- Objective -
Collect every line below that contains the word "figure", and copy each one. Match the case exactly.

- Given data -
>> begin

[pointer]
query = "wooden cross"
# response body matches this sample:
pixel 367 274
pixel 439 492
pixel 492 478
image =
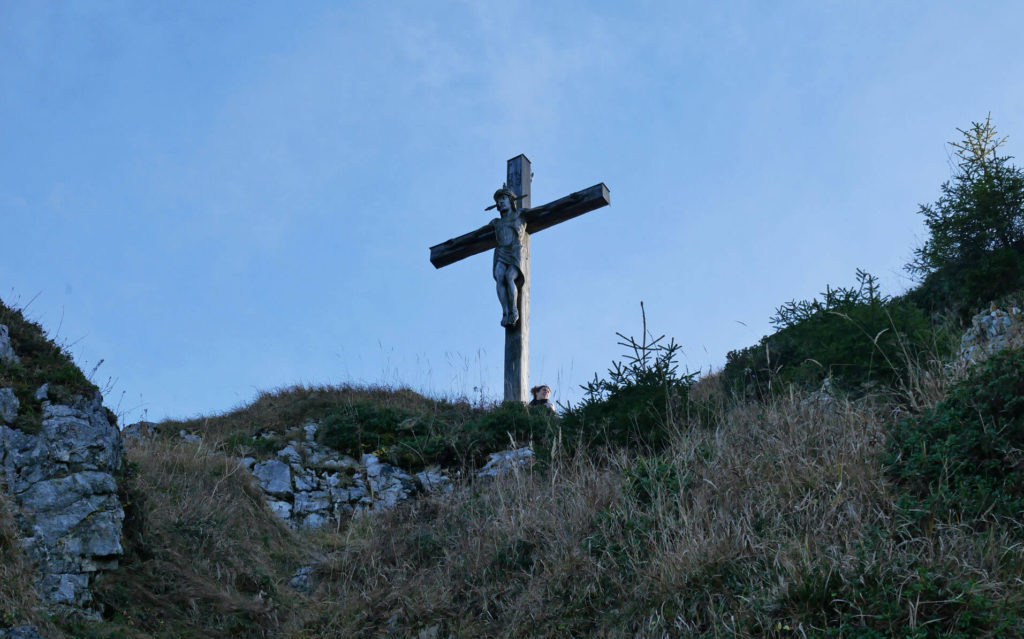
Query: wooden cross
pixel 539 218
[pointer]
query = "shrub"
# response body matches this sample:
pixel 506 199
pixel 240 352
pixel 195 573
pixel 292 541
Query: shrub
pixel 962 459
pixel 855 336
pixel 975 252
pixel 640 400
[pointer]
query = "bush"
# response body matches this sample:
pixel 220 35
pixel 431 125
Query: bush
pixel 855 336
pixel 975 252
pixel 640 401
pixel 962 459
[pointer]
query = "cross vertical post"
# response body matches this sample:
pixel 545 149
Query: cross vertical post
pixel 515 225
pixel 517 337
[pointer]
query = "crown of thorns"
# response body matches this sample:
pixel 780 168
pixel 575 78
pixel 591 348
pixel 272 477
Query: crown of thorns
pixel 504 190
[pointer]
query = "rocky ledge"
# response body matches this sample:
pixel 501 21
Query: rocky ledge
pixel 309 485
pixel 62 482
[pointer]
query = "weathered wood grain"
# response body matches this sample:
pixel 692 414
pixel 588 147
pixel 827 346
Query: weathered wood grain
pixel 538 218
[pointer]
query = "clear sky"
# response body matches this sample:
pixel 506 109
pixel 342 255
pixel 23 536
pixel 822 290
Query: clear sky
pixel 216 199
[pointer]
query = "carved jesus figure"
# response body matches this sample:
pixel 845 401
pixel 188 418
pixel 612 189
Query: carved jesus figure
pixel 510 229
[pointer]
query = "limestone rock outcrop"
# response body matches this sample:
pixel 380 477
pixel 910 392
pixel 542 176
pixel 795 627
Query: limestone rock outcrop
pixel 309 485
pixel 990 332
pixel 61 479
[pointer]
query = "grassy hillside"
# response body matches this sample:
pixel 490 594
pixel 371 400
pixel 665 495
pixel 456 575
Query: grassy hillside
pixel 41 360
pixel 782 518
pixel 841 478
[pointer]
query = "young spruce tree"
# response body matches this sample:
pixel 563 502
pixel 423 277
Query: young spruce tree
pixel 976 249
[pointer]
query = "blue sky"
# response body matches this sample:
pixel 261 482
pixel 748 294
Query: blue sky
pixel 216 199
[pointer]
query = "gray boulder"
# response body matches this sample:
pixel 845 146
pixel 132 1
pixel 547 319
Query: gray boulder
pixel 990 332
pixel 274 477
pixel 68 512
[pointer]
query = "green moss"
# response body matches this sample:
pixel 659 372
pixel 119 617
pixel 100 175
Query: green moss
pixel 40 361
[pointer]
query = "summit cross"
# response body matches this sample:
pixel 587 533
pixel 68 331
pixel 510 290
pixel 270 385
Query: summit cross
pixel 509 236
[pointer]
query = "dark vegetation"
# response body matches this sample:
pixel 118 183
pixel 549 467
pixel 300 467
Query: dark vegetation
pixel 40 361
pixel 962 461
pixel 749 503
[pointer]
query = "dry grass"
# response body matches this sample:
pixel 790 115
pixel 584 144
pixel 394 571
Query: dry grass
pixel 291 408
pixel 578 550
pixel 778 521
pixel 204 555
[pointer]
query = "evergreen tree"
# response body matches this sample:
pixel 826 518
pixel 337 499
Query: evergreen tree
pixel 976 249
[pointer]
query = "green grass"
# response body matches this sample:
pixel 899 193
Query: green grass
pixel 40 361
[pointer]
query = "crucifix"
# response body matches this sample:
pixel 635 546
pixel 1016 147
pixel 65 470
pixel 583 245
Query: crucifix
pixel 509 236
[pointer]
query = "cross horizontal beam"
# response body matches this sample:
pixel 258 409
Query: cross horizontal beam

>> end

- In response -
query = "carved jesus figure"
Query: carved jesus figure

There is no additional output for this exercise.